EXERCISE INSTRUCTIONS »
• 1. In the Spotify article, what yearly value does academic David Touve suggest an active free Spotify listener may have?
• 2. Proceed with the Spotify article by writing on from its final sentence.

Even non-paying users are worth something to the admen

As it promised to do before Christmas, Spotify has dropped restrictions on free listening with the celestial jukebox - but it's also removed restrictions on free desktop listening, too.

Previously the service capped the number of hours you could listen to music without a subscription. That listening contained advertisments, of course. To remove ads and gain offline access, you could buy a day pass, or take out a monthly subscription.

How could Spotify ditch that model?

Industry sources suggest that Spotify's maturing advertising sales operation - and a different advertising marketplace - have helped it to increase its advertising rates, and thus pay the royalties required by record companies and music publishers. From your listening profile it has always been possible to guess whether you're a well-heeled broadsheet-type reader or an impecunious, debt-laden student. But mobile also allows location-based advertising to come into play.

This is corroborated in a couple of ways. Academic David Touve has been going over the economics of digital streaming music services here, suggesting an active free Spotify listener may be worth $24 a year. That's far below the value of a (US) broadcast radio listener – but more than a Pandora listener.

And Spotify's director of economics Will Page – formerly of the Treasury and PRS – points out in a Spotify report that the advertising market is bouncing back from five years in the doldrums.

Spotify and other digital streaming services have come under increasingly vocal criticism from artists, including Talking Heads frontman David Byrne. Byrne wrote in the Guardian that record companies have been too keen to embrace the services – often using opaque equity deals – that sell musicians short.

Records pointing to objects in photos
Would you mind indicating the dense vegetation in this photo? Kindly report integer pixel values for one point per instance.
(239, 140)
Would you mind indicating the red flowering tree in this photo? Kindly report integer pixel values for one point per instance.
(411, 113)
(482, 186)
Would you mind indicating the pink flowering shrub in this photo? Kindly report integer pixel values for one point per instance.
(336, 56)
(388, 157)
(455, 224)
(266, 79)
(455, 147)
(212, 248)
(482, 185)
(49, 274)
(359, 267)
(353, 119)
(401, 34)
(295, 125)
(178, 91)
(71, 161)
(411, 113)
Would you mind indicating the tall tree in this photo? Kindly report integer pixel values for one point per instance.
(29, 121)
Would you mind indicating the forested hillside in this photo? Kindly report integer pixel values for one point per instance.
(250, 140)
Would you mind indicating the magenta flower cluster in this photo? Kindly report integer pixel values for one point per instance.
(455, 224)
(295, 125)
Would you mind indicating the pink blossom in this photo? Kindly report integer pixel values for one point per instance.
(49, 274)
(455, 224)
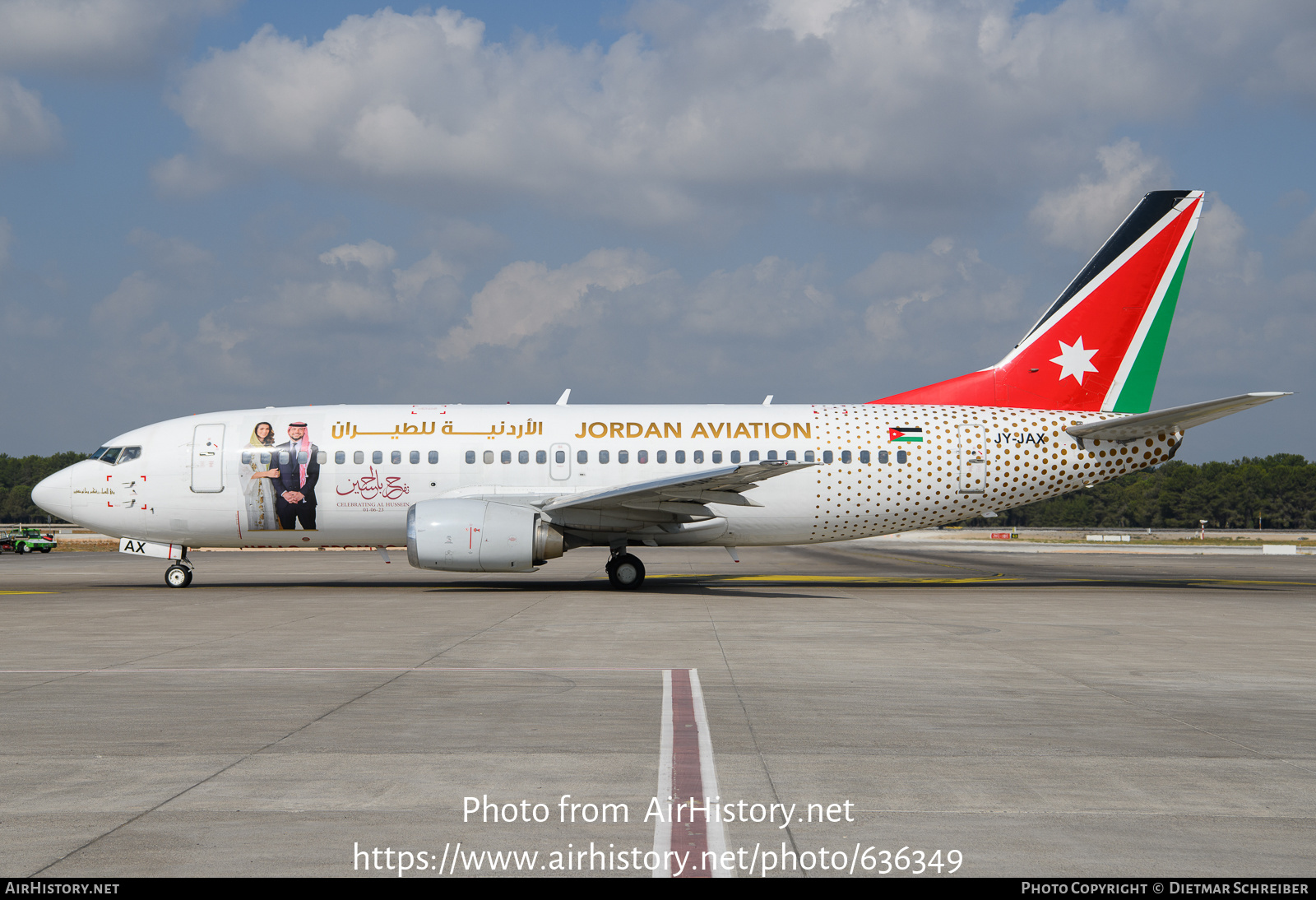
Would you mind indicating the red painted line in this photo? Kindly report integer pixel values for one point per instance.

...

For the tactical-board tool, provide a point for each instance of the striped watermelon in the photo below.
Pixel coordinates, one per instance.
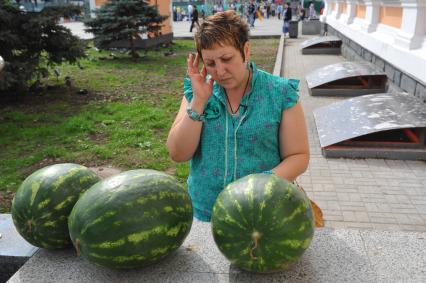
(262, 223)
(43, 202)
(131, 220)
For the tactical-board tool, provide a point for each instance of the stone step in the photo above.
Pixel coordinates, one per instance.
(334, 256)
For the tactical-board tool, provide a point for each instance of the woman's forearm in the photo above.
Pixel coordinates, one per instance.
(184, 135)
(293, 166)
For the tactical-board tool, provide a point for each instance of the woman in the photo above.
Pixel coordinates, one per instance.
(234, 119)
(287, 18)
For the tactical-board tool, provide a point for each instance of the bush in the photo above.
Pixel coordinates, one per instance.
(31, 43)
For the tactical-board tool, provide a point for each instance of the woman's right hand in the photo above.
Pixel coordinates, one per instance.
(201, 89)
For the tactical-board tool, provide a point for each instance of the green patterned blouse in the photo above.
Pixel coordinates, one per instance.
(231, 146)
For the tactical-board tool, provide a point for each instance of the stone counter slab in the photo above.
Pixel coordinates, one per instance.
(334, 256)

TASK ANSWERS »
• 1. $24 a year.

• 2.
"It seems to me that the whole model is unsustainable as a means of supporting creative work of any kind. Not just music. The inevitable result would seem to be that the internet will suck the creative content out of the whole world until nothing is left. Writers, for example, can't rely on making money from live performances – what are they supposed to do? Write ad copy?", he said.

Yet pricing music has always been tricky. At one end of the scale are a small-ish number of music enthusiasts who are happy to fork over significant wads of cash: the mythical "Fifty Quid Bloke". Price is irrelevant here - they're mad for music and have in recent years been paying a premium for vinyl.

At the other end of the scale, just over half of the UK public never buys any recorded music at all - it's happy hearing what it hears on the radio or in pubs and clubs and shopping centres. Yet all that streamed music being enjoyed for free nevertheless created revenue for artists too - even though cash wasn't being handed over.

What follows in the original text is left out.